### [Do this]
Pick out and copy each line in the records below that contains the string "argv", matching case exactly.
# START OF Working data
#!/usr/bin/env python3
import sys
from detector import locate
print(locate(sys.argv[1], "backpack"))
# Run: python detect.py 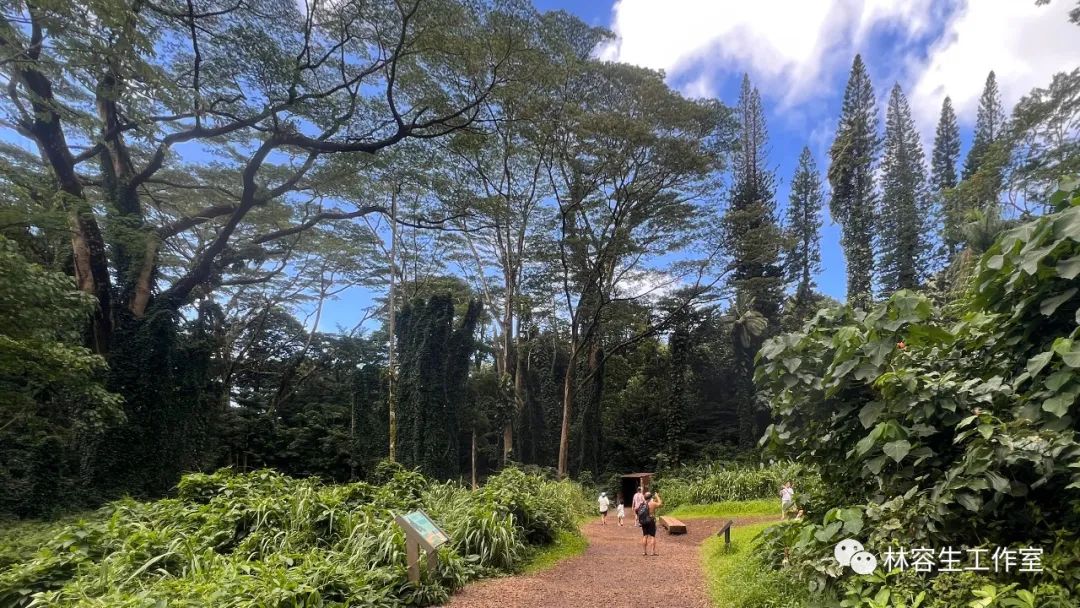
# END OF Working data
# START OF Working data
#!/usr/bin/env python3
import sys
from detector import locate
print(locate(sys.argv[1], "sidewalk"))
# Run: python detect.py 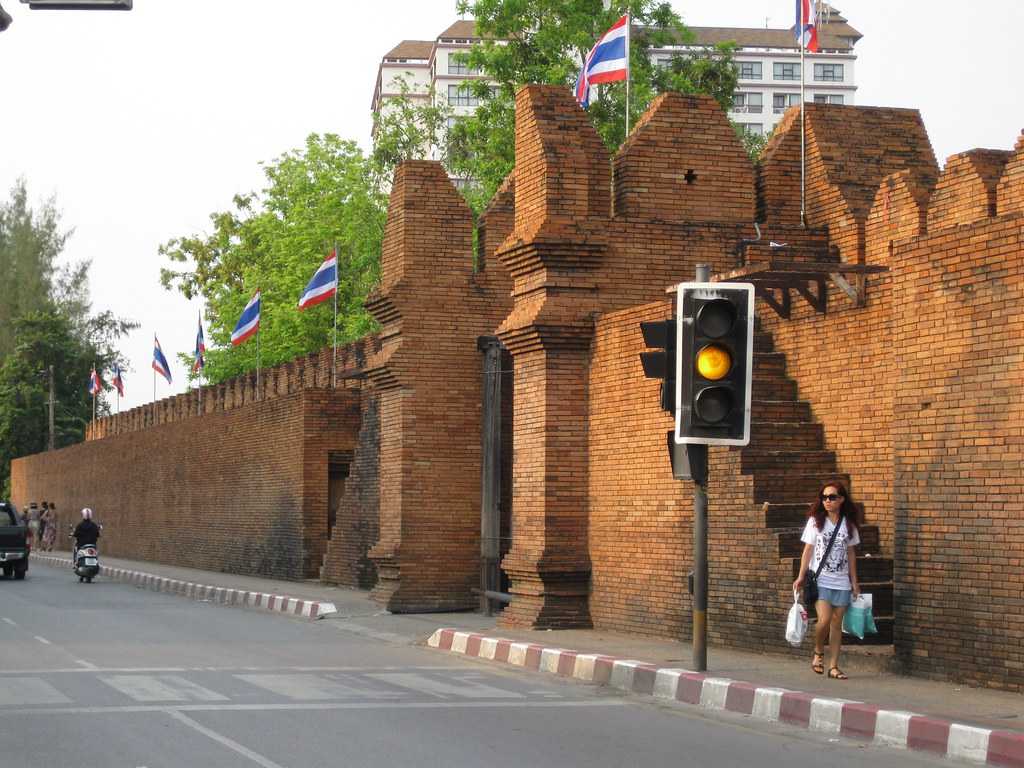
# END OF Working data
# START OF Working data
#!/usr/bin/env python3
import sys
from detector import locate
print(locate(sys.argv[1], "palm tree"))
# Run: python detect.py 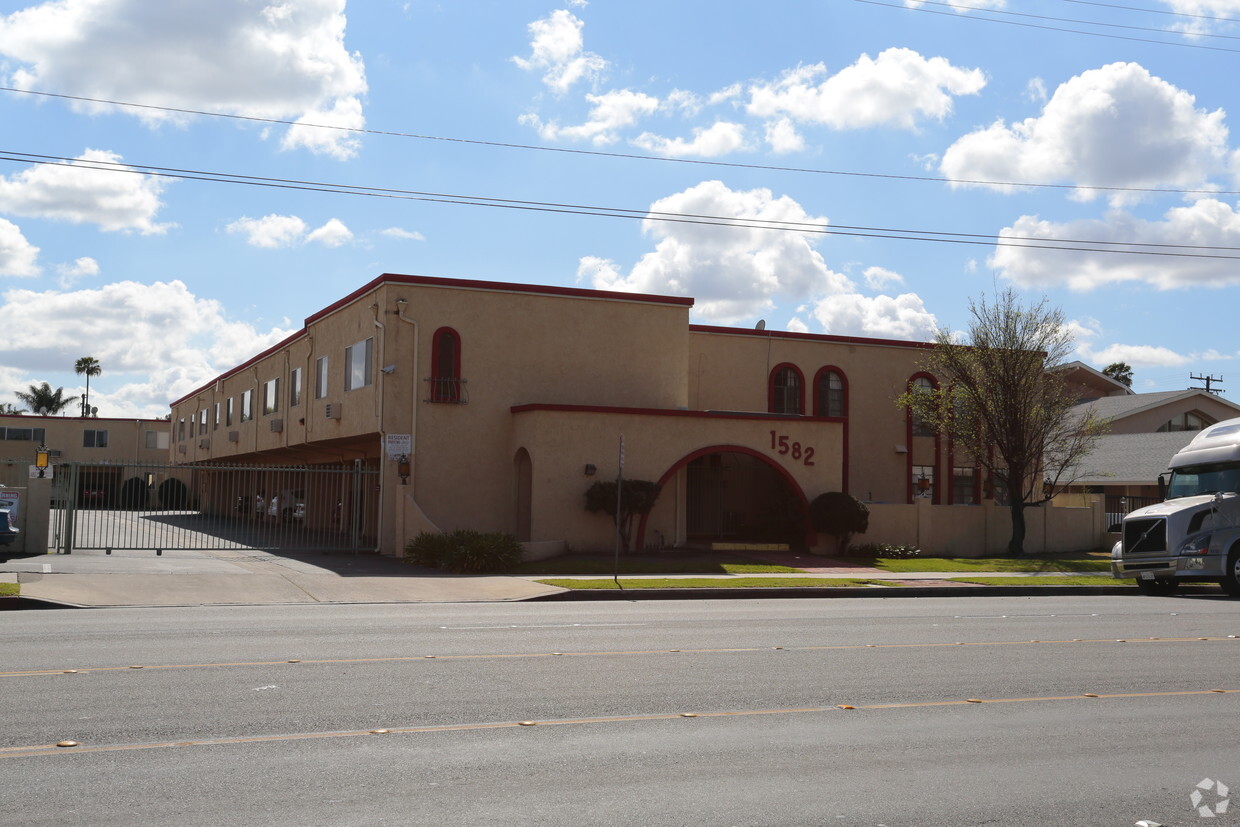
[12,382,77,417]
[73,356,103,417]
# END OF Working data
### [Solution]
print(locate(sys.argv[1], "backpack"))
print(locate(sys.argv[1], "sidewalk"))
print(locate(sys.argv[1], "palm tree"))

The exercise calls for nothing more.